### SUPPLIED RECORDS
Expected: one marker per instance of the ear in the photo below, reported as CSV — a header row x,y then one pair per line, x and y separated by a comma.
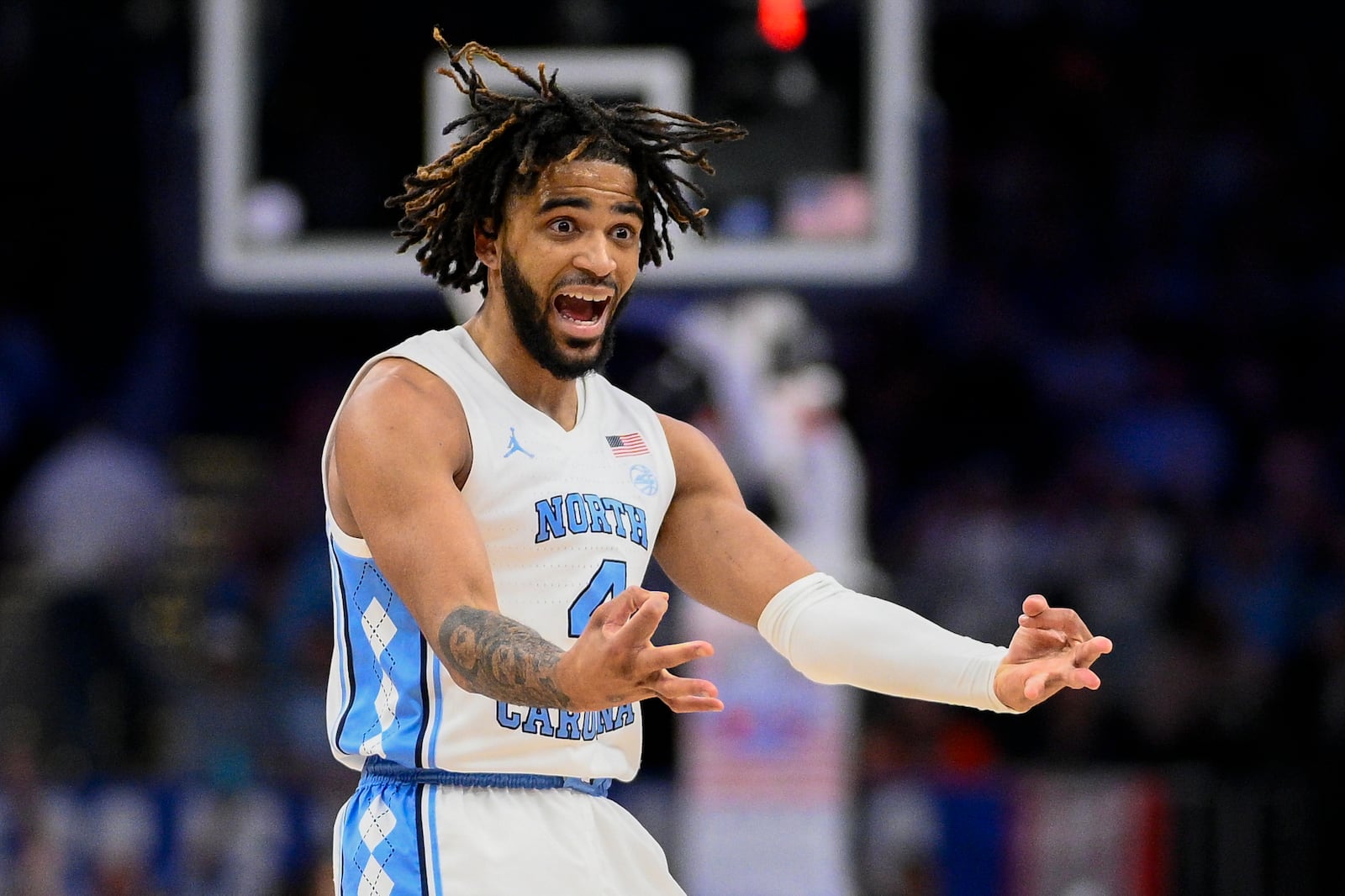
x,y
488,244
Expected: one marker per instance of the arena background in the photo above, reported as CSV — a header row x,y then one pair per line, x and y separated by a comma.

--

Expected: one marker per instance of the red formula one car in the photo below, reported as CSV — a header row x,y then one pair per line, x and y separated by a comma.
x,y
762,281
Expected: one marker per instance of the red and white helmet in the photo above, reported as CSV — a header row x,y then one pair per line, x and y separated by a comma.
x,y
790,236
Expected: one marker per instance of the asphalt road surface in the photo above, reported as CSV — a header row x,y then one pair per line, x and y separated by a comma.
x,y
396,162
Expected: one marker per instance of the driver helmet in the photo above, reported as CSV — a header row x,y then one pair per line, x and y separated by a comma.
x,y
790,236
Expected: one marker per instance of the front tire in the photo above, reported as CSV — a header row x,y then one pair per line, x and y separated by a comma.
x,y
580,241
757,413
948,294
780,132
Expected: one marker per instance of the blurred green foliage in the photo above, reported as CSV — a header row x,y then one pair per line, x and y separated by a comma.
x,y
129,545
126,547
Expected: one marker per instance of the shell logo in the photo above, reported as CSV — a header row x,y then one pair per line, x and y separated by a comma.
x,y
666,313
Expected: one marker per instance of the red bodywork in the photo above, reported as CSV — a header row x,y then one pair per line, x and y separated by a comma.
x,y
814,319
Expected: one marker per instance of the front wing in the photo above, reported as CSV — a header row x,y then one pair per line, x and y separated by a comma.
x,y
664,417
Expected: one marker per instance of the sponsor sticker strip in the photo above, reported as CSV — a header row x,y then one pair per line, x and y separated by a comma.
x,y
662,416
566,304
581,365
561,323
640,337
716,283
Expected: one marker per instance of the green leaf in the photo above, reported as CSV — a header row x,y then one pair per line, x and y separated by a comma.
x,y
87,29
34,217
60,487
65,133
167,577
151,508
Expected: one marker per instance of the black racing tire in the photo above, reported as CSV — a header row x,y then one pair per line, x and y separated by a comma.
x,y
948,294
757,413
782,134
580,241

--

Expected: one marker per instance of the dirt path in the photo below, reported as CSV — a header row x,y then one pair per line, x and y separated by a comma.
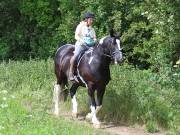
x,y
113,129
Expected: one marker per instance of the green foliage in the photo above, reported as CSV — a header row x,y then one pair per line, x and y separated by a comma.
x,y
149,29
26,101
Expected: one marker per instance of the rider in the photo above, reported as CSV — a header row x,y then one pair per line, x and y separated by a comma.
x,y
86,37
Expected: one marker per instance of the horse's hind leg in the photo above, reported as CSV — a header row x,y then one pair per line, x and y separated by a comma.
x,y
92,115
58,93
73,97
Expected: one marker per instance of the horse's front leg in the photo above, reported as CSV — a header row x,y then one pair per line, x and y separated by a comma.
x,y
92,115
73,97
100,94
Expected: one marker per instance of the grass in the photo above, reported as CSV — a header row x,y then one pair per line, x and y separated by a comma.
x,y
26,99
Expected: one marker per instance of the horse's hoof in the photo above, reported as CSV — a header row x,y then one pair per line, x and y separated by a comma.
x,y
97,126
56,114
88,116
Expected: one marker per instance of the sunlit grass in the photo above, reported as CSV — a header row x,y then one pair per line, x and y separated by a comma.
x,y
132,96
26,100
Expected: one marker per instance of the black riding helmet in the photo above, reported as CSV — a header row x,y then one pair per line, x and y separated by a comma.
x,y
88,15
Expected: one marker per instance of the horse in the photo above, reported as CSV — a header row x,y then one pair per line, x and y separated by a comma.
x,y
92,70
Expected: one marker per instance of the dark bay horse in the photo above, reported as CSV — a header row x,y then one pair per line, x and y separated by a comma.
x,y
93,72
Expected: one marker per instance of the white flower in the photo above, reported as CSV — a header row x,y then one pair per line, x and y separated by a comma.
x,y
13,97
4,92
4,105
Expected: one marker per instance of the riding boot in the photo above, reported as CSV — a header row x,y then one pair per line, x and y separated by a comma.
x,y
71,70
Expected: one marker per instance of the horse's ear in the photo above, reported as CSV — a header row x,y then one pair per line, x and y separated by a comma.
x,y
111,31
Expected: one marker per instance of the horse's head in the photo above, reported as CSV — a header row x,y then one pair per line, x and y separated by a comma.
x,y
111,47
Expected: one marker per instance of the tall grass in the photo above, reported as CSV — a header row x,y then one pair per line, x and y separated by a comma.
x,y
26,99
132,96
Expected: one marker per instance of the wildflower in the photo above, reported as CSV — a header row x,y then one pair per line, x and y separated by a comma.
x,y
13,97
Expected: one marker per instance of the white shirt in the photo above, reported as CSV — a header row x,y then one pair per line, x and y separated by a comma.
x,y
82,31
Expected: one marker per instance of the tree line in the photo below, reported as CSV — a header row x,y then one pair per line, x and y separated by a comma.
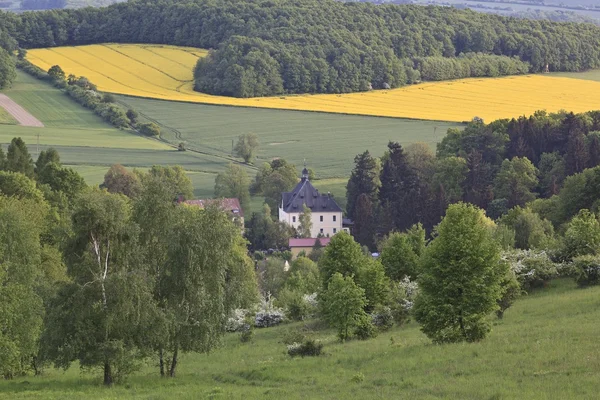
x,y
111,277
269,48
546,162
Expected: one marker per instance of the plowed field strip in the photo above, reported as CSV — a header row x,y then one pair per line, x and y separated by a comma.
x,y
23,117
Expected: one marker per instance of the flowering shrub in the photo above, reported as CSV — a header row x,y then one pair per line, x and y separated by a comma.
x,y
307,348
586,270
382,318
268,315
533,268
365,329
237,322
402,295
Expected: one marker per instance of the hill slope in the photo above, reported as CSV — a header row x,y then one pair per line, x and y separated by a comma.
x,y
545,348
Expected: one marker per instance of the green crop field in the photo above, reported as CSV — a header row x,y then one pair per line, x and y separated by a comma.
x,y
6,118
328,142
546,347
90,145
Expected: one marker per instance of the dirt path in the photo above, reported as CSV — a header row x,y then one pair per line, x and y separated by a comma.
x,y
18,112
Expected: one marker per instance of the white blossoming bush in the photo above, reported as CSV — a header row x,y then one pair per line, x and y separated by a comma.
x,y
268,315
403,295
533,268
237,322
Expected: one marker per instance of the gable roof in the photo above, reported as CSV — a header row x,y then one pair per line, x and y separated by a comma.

### EXERCISE
Collect every line of the data above that contains the word "grass", and copy each one out in full.

### SOLUTION TO THIS TASK
Expected: one marker per instance of the grass in the photo above, reported as CSV — a header row x,y then one pair per line, x and y separated by a comma.
Expected: one marker per instance of the sunlit grass in the photo above, reported as CSV — a header row x,y then one pair per line, x and y separated by a comma.
Expected: one marker per instance of the tall grass in the photo above, reported as CSV — a header row x,y then one pair per line, x and y separated by a comma.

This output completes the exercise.